START Page extract

The second part of the exhibition, which features Hermann Glöckner’s “Modelli” of the 1960s and 1970s, looks at the point of departure for his spatial, plastic folding of paper, pasteboard, and cardboard. They are scarcely conceivable without the constructive and artistic research of the early “Tafelwerk.” At the same time, like the panels, they form a kind of vocabulary and are created within the context of other spatial, plastic objects. With his characteristic playful rigor, Hermann Glöckner continued his early “Tafelwerk” research in the “Modelli,” albeit now in sculptural form. The temporal distance between the two groups of works is not very surprising if one considers that, in the meanwhile, the artist had had to take on practical building projects that drained his energy, in order to secure his financial existence.
In their material simplicity, the “Modelli” still radiate the lack of artistic constraints in their characteristic sketching of ideas, in which unconventional artistic experiments can be freely explored and greatness imagined in small. In his studio, which was in essence limited to a large room in the Künstlerhaus Dresden-Loschwitz, they were omnipresent on the tables, and Glöckner truly plunged into this world of ideas.
That Hermann Glöckner’s studio, which no longer exists, represented a unique space for thinking and—if you will—a living organism is demonstrated on vintage photographs in the exhibition by Werner Lieberknecht, who was born in Dresden in 1961. They offer us an impression of Glöckner’s studio a few months after his death, when the young photographer was given the opportunity to document the untouched studio during several visits in the autumn of 1987.
Against the backdrop of this selection of works, the question arises as to whether Hermann Glöckner developed his own extended concept of art with specific laws and rules beyond the classical concept of the work, which eliminates the boundaries between “high and low,” shifting him once more into the first rank of innovators among the avant-gardists.

END Page extract

Written request A: List every material that the exhibition text says Glöckner folded in his "Modelli."

START Provided material

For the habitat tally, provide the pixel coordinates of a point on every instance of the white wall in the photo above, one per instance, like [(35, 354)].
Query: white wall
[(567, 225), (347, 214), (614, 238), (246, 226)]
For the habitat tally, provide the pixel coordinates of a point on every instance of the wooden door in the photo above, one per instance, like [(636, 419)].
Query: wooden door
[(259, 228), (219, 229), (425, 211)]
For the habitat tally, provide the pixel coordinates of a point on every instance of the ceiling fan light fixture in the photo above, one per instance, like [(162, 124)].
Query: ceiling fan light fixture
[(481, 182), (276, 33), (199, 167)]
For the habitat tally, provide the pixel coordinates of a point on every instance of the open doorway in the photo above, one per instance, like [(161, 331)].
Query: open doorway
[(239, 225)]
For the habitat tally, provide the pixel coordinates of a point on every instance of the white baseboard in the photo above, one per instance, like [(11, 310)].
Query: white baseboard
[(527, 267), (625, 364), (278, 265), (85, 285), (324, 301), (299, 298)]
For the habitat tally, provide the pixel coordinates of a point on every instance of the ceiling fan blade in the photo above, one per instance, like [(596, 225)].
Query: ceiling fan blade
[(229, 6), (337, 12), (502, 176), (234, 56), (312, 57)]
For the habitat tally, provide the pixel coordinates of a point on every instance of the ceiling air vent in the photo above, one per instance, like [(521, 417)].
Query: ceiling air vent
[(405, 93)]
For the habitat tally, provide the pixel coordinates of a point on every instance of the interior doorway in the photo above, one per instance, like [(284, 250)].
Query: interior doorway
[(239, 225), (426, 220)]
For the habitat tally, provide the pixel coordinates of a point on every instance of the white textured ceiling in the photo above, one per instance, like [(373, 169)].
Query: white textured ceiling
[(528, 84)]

END Provided material

Written request B: Reproduce the stretch of entries from the start of the entries through the line containing "[(481, 182), (276, 33), (199, 167)]", requests included. Multiply every coordinate in the answers by 0.95 and round each result to a whole number, with halves rounded up.

Written response A: paper, pasteboard, cardboard

Written response B:
For the habitat tally, provide the pixel coordinates of a point on every instance of the white wall in the photo above, one per instance, like [(35, 354)].
Query: white wall
[(539, 214), (330, 203), (583, 226), (234, 215)]
For the habitat tally, provide the pixel coordinates of a point on every instance of the wooden door in the photo above, one per instance, like [(636, 419)].
Query: wooden door
[(246, 217), (208, 218), (404, 200)]
For the habitat tally, provide the pixel coordinates of a point on every instance of the ceiling fan light fixture in the photo above, one per instance, like [(162, 124)].
Query: ceiling fan light fixture
[(457, 173), (262, 31), (189, 159)]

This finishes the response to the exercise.